# Extrait choisi
On trouve autant d’articles dans la littérature médicale pour glorifier les vitamines que pour les détruire.

Vitamine D et cancer

Un exemple, dans le Journal of American Medical Association, le célèbre JAMA, on trouve des preuves de l’effet préventif de la vitamine D dans le cancer du colon ; mais dans la même revue médicale, est parue une étude qui conclut que, parce que l'essentiel de la vitamine D est synthétisé par la peau sous l'effet de l'exposition au soleil, si les îles britanniques avaient le climat de la Floride, il y aurait en Grande-Bretagne 22 000 morts de moins de cette maladie par an.  

Vitamine C, ex bien-aimée

Les médecins avaient une certaine tolérance pour la vitamine C, qui passe rapidement de la bouche à nos urines sans avoir aucun effet en cas de surdosage ; moins depuis que l’on sait que si la prise se prolonge quelques mois, elle favorise les calculs rénaux, sans vraiment résoudre notre fatigue, plus vraisemblablement liée à bien autre chose : inactivité, surpoids, manque de soleil, de projets ou de loisirs… Les études sont nombreuses pour démontrer que lorsque le statut vitaminique et minéral est bon, les maladies cardiovasculaires, diabète ou cancers sont moins fréquents, mais il est évident qu’on est aussi moins malade quand on est en bonne santé générale ! Ce qui est souvent le cas des adeptes des compléments alimentaires…

Des Français sont en état de « carence »

Car le problème est plus complexe qu’il n’y paraît de prime abord. Contrairement à ce que pensent les médecins, les déficiences en vitamines seraient très fréquentes et toucheraient – les chiffres varient d’une étude à l’autre – pratiquement la moitié d’une population française qui peine à se nourrir sainement. Pas de famine, car les calories sont au rendez-vous de la « malbouffe » ; mais baisse de vitalité et fragilité accrue aux maladies. Tous ces malades potentiels n’ont pas plus de moyens financiers pour s’acheter des compléments alimentaires que des fruits et légumes frais qui aboutiraient au même résultat.

# Matériel extrait
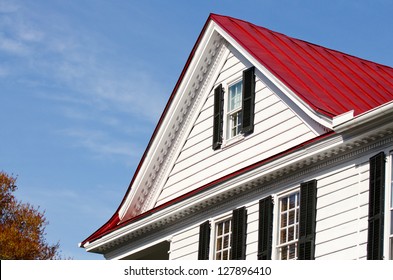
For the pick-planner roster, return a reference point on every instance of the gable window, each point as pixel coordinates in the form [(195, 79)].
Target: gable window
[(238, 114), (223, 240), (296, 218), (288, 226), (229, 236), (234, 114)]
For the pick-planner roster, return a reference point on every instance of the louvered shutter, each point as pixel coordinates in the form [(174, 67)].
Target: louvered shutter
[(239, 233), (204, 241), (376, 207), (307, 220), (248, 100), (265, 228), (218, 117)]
---
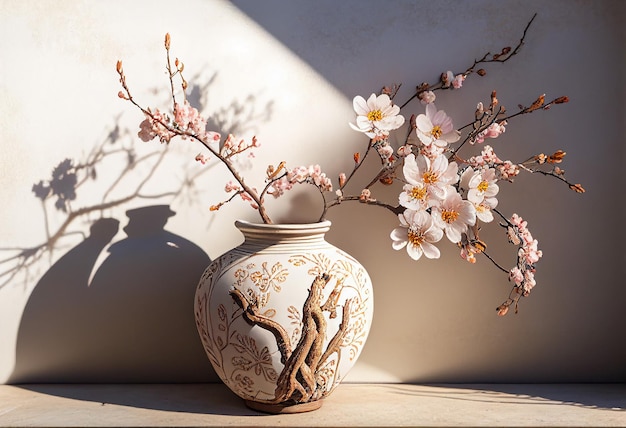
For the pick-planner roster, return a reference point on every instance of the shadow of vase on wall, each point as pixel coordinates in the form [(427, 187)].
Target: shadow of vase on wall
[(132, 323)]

# Consigne A
D'après le texte sur les vitamines, combien de décès par cancer du côlon la Grande-Bretagne éviterait-elle chaque année si les îles britanniques avaient le climat de la Floride ?
# Consigne B
Selon le texte sur les vitamines, pourquoi les médecins tolèrent-ils moins la vitamine C qu'auparavant ?
# Consigne C
Prolongez le texte sur les vitamines à partir de sa dernière phrase.

# Réponse rédigée A
Elle compterait 22 000 morts de moins par an.

# Réponse rédigée B
Ils la toléraient parce qu'elle passe rapidement de la bouche aux urines sans effet en cas de surdosage. On sait désormais qu'une prise prolongée pendant quelques mois favorise les calculs rénaux, sans vraiment résoudre la fatigue.

# Réponse rédigée C
Seules exceptions à ce constat d’inutilité, les situations où les besoins sont supérieurs à la normale et ne peuvent être compensés par une augmentation de l’alimentation : adolescents, femmes enceintes et allaitantes, pratique du sport au moins trois fois par semaine, fumeurs, buveurs (plus de trois verres par jour) sans oublier les personnes très âgées, souvent dénutries ou qui par manque de moyens financiers, d’énergie ou tout simplement de dents, négligent leur alimentation. Ce qui fait pas mal de monde mais hélas, peu de demandes et de prescriptions.

Que répondre à la cohorte de ceux qui depuis des années consomment avec bonheur ces coups de fouets salvateurs ? Leur affirmer qu’ils ont raison, mais qu’il ne faut pas avoir honte si les circuits de la forme doivent passer par ceux de la psychiatrie, et insister pour trouver une explication médicalement plus « correcte » que celle, bien pratique, du manque de vitamines.